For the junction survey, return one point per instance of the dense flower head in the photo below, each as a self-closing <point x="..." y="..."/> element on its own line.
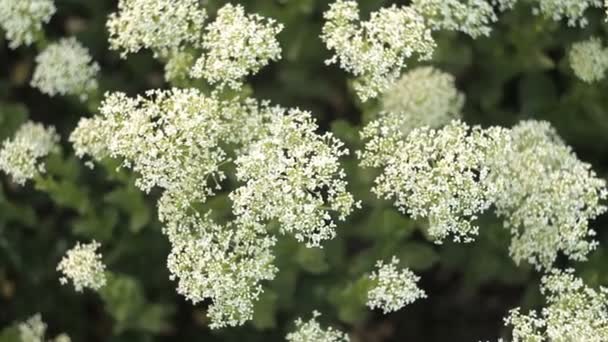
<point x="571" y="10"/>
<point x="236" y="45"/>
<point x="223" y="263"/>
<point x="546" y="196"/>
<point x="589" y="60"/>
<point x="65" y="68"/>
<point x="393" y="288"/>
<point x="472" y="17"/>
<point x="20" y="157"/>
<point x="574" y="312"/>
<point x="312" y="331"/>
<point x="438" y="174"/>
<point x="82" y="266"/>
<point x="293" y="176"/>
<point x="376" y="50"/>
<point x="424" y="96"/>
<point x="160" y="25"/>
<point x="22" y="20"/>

+++

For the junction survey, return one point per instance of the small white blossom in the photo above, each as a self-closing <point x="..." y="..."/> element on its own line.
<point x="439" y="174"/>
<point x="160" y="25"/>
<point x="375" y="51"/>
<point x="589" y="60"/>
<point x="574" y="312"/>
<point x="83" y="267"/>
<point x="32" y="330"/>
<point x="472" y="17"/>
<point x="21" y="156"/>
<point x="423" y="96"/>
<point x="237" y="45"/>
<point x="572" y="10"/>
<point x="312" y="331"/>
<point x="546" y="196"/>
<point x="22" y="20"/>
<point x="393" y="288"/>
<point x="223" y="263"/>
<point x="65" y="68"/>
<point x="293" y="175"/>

+++

Select every line of the data above that contains the word "photo", and copy each of those lines in full.

For the junction survey, return one point per instance of the dense flower head in the photo below, each as a self-closing <point x="..." y="..."/> element on its own line.
For the junction survey, return one point per instance of the small white blossom in the photo above, each as a self-closing <point x="..." y="..."/> element on its own line.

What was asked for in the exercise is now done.